-- Task directions --
Filter the records below, keeping each line that contains the string "soccer". Matching is case-sensitive.

-- Records from a dataset --
BEGIN
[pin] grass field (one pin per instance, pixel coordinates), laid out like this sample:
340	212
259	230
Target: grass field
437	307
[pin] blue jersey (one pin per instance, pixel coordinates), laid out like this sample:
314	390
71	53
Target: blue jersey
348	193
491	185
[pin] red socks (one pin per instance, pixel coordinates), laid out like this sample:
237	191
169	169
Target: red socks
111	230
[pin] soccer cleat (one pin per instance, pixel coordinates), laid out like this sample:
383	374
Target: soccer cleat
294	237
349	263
END
BEGIN
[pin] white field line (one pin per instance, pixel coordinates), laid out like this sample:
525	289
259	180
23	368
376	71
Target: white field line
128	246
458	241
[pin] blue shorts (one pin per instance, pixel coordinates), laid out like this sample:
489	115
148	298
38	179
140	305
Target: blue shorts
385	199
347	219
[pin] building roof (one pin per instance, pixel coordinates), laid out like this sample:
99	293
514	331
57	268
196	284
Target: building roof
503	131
END
BEGIN
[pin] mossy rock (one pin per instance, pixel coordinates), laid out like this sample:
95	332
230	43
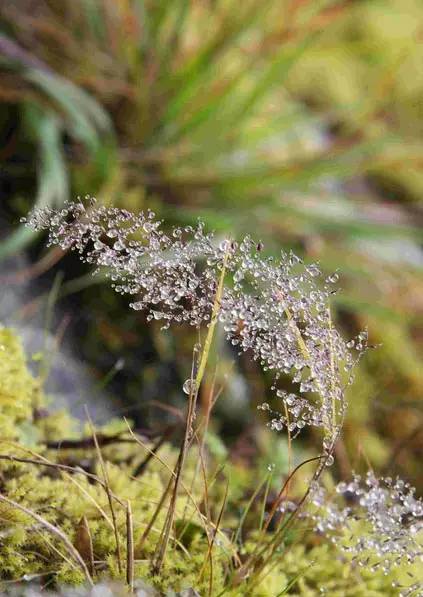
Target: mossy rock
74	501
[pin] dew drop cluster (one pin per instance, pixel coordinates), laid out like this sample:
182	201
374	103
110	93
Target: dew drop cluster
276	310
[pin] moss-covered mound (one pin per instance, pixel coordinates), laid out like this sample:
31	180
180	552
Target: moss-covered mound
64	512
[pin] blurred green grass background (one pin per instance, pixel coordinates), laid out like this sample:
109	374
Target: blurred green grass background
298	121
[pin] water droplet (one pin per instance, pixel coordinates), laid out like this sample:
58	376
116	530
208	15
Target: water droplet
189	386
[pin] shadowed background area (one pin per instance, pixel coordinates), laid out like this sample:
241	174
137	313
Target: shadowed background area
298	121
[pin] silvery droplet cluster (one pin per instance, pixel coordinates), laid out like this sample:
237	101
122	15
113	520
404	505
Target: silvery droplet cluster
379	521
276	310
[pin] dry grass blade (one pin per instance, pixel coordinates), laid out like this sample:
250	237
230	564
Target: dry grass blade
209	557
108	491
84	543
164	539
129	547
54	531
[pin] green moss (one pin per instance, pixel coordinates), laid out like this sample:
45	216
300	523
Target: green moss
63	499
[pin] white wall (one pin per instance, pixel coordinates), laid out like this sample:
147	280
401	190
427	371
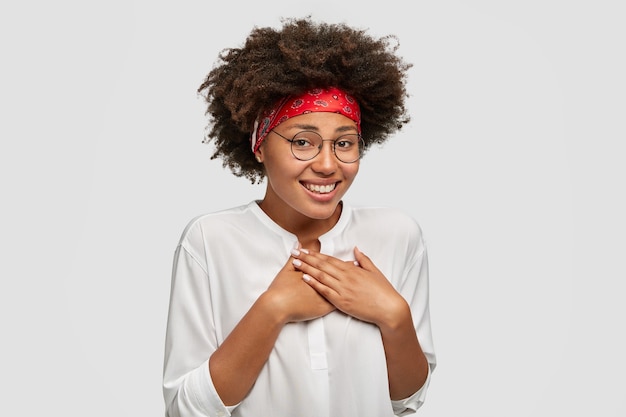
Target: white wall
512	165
END
-- Reply to the exercise --
[pin] soccer cleat (one pin per instance, pixel coordinates), laid out like this sample:
Target: soccer cleat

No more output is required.